About this exercise:
Your output should consist of the lines from the first line of the records below through the one with "box: [453, 0, 637, 404]", exactly, minus the pictures.

-*-

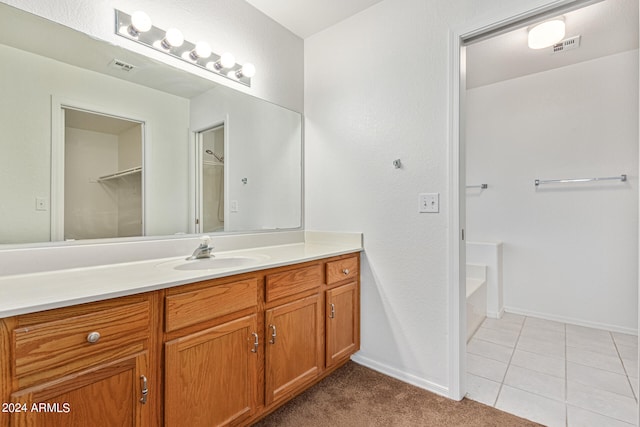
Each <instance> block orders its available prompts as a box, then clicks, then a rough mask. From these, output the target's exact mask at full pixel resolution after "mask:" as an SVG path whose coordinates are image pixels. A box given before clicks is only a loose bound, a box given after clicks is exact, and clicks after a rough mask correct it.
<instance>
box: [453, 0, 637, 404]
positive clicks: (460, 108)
mask: <svg viewBox="0 0 640 427" xmlns="http://www.w3.org/2000/svg"><path fill="white" fill-rule="evenodd" d="M599 1H601V0H552V1H549V0H535V1H531V2H529V3H530V4H529V6H524V7H523V6H511V8H503V9H501V10H499V11H493V12H492V13H490V14H488V15H487V16H485V17H484V18H482V19H479V20H477V21H474V22H472V23H470V24H468V25H465V26H463V27H460V28H455V29H452V30H451V31H450V33H449V48H450V52H449V70H450V73H449V99H450V103H449V105H450V111H449V117H450V119H449V136H450V138H449V150H448V151H449V180H448V182H449V200H450V201H451V202H450V203H451V205H450V209H449V212H450V213H449V224H450V227H449V259H450V262H449V337H450V340H449V363H450V364H449V397H450V398H452V399H455V400H461V399H462V398H463V397H464V396H465V393H466V379H465V372H466V346H467V344H466V283H465V278H466V266H465V265H466V261H465V241H464V229H465V224H466V222H465V220H466V218H465V210H466V206H465V199H466V191H465V187H466V179H465V153H466V151H465V146H464V144H465V134H464V124H465V110H464V101H465V99H464V97H465V91H464V88H465V87H466V64H465V49H466V48H465V43H466V42H467V41H468V40H471V39H476V38H480V37H482V36H485V35H487V36H488V35H490V34H493V33H499V32H500V31H501V30H503V29H506V28H508V27H512V26H514V25H517V24H519V23H521V24H522V25H525V24H524V23H525V22H526V21H527V20H529V19H532V18H534V17H536V16H539V15H544V14H547V13H552V12H553V11H554V10H557V9H564V8H569V7H572V6H575V5H580V7H583V6H586V5H588V4H590V3H597V2H599ZM639 240H640V236H639ZM639 326H640V322H639Z"/></svg>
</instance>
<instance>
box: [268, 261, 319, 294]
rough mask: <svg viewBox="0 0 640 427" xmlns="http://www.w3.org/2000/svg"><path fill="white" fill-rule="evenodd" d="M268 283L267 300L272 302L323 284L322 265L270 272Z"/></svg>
mask: <svg viewBox="0 0 640 427" xmlns="http://www.w3.org/2000/svg"><path fill="white" fill-rule="evenodd" d="M266 283H267V289H266V300H267V302H271V301H273V300H277V299H278V298H283V297H287V296H290V295H295V294H297V293H300V292H304V291H308V290H311V289H313V288H317V287H319V286H320V285H321V284H322V267H321V265H320V264H318V265H312V266H309V267H302V268H296V269H295V270H287V271H283V272H281V273H274V274H269V275H267V278H266Z"/></svg>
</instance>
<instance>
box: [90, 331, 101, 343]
mask: <svg viewBox="0 0 640 427" xmlns="http://www.w3.org/2000/svg"><path fill="white" fill-rule="evenodd" d="M99 339H100V332H91V333H90V334H89V335H87V342H88V343H91V344H95V343H97V342H98V340H99Z"/></svg>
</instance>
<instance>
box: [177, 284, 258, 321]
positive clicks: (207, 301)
mask: <svg viewBox="0 0 640 427" xmlns="http://www.w3.org/2000/svg"><path fill="white" fill-rule="evenodd" d="M257 305H258V279H256V278H251V279H247V280H241V281H238V282H232V283H226V284H219V285H217V284H215V282H212V285H211V286H210V287H206V288H200V289H197V290H194V291H188V292H182V293H179V294H175V295H169V296H167V297H166V300H165V313H166V322H165V325H166V326H165V328H166V332H171V331H175V330H178V329H181V328H184V327H186V326H190V325H195V324H197V323H201V322H205V321H207V320H213V319H215V318H216V317H221V316H224V315H227V314H231V313H233V312H236V311H240V310H244V309H246V308H251V307H256V306H257Z"/></svg>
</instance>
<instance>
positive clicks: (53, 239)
mask: <svg viewBox="0 0 640 427" xmlns="http://www.w3.org/2000/svg"><path fill="white" fill-rule="evenodd" d="M65 109H70V110H78V111H85V112H87V113H91V114H96V115H101V116H109V117H114V118H117V119H122V120H128V121H131V122H138V123H140V126H141V132H142V176H141V179H142V236H146V235H147V230H146V224H147V218H146V214H147V211H146V205H147V200H146V197H147V194H146V192H145V180H146V176H147V174H148V173H149V171H148V170H147V169H148V168H147V166H148V165H149V163H150V162H149V161H148V158H147V156H148V155H149V149H148V148H149V140H150V136H149V126H148V125H149V121H148V120H147V119H144V118H140V117H138V116H137V115H136V114H130V112H126V111H113V110H111V109H109V108H107V107H104V106H97V105H94V104H89V103H86V102H82V101H78V100H73V99H68V98H64V97H60V96H57V95H51V189H50V196H49V197H50V209H51V215H50V230H49V233H50V241H51V242H53V243H55V242H63V241H64V168H65V161H64V150H65V113H64V110H65Z"/></svg>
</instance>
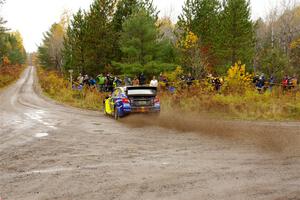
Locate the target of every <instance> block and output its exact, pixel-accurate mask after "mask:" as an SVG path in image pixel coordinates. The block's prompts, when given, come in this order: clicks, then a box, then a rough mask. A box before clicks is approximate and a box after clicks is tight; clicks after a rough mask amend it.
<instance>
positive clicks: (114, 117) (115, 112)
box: [114, 108, 120, 120]
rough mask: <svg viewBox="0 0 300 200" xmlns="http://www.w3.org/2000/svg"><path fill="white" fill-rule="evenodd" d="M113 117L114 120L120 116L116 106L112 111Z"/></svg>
mask: <svg viewBox="0 0 300 200" xmlns="http://www.w3.org/2000/svg"><path fill="white" fill-rule="evenodd" d="M114 118H115V120H119V118H120V116H119V112H118V109H117V108H115V111H114Z"/></svg>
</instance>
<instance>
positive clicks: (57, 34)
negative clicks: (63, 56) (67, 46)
mask: <svg viewBox="0 0 300 200" xmlns="http://www.w3.org/2000/svg"><path fill="white" fill-rule="evenodd" d="M64 34H65V30H64V27H63V26H62V25H61V24H60V23H54V24H53V25H52V26H51V28H50V30H49V31H47V32H46V33H45V34H44V39H43V42H42V44H41V45H40V46H39V48H38V58H39V61H40V64H41V65H42V66H43V67H46V68H50V69H55V70H58V71H62V61H63V60H62V59H63V56H62V50H63V39H64Z"/></svg>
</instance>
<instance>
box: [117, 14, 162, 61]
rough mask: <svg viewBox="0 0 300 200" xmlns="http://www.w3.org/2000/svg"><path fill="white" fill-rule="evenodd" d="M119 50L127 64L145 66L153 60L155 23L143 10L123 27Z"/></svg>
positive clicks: (154, 40)
mask: <svg viewBox="0 0 300 200" xmlns="http://www.w3.org/2000/svg"><path fill="white" fill-rule="evenodd" d="M123 30H124V32H123V33H122V35H121V41H120V43H121V50H122V52H123V53H124V55H125V60H126V61H127V62H128V63H140V64H141V65H145V64H146V63H147V62H149V61H151V60H153V56H154V53H155V50H156V46H155V45H156V38H157V34H158V32H157V29H156V26H155V21H154V20H153V19H152V18H151V17H150V16H149V15H148V14H147V12H146V11H145V10H141V11H139V12H138V13H136V14H134V15H132V16H131V17H130V18H129V19H128V20H127V21H125V23H124V25H123Z"/></svg>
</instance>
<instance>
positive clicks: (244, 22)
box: [219, 0, 255, 65]
mask: <svg viewBox="0 0 300 200" xmlns="http://www.w3.org/2000/svg"><path fill="white" fill-rule="evenodd" d="M223 6H224V8H223V11H222V13H221V15H220V23H221V24H220V25H221V33H222V34H221V37H220V41H221V42H220V43H219V49H220V52H219V53H220V54H219V56H220V58H221V60H222V64H234V63H235V62H237V61H242V62H243V63H246V64H248V65H250V64H251V63H252V59H253V56H254V44H255V40H254V24H253V22H252V21H251V13H250V1H248V0H226V1H224V5H223Z"/></svg>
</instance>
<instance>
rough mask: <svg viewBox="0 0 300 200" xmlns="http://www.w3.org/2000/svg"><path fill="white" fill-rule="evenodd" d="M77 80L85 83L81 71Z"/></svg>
mask: <svg viewBox="0 0 300 200" xmlns="http://www.w3.org/2000/svg"><path fill="white" fill-rule="evenodd" d="M77 81H78V84H79V85H83V76H82V74H81V73H80V74H79V76H78V78H77Z"/></svg>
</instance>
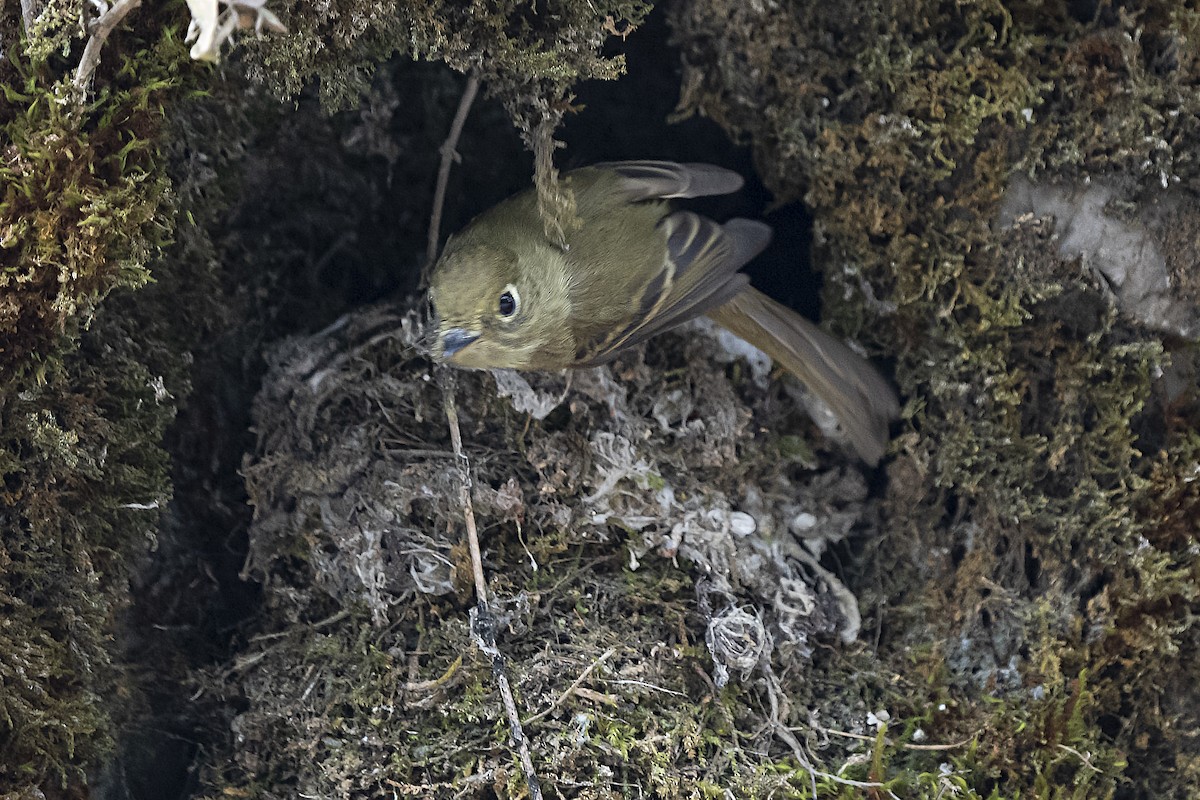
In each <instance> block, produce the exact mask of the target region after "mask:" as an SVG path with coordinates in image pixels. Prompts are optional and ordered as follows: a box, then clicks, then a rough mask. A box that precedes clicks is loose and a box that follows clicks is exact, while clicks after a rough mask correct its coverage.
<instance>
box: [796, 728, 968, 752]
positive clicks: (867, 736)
mask: <svg viewBox="0 0 1200 800" xmlns="http://www.w3.org/2000/svg"><path fill="white" fill-rule="evenodd" d="M788 730H794V728H788ZM821 730H822V733H828V734H833V735H834V736H844V738H846V739H858V740H859V741H875V739H876V736H868V735H865V734H860V733H850V732H848V730H836V729H835V728H821ZM972 739H974V736H971V738H970V739H964V740H962V741H955V742H953V744H949V745H913V744H911V742H907V741H901V742H895V741H893V740H892V739H884V740H883V744H886V745H895V746H898V747H904V748H905V750H928V751H934V752H941V751H943V750H958V748H959V747H965V746H966V745H970V744H971V740H972Z"/></svg>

-*-

Output:
Each <instance> block orders its available prompts as a box, then clicks, then a rough mask. From these, output the target's exact mask at full pixel resolution after "mask:" as an SVG path whose coordinates are image pixels. A box given before clicks is only a loose bound, a box given after clicks is exact, and clicks after a rough mask correct it.
<instance>
box: [453, 0, 637, 404]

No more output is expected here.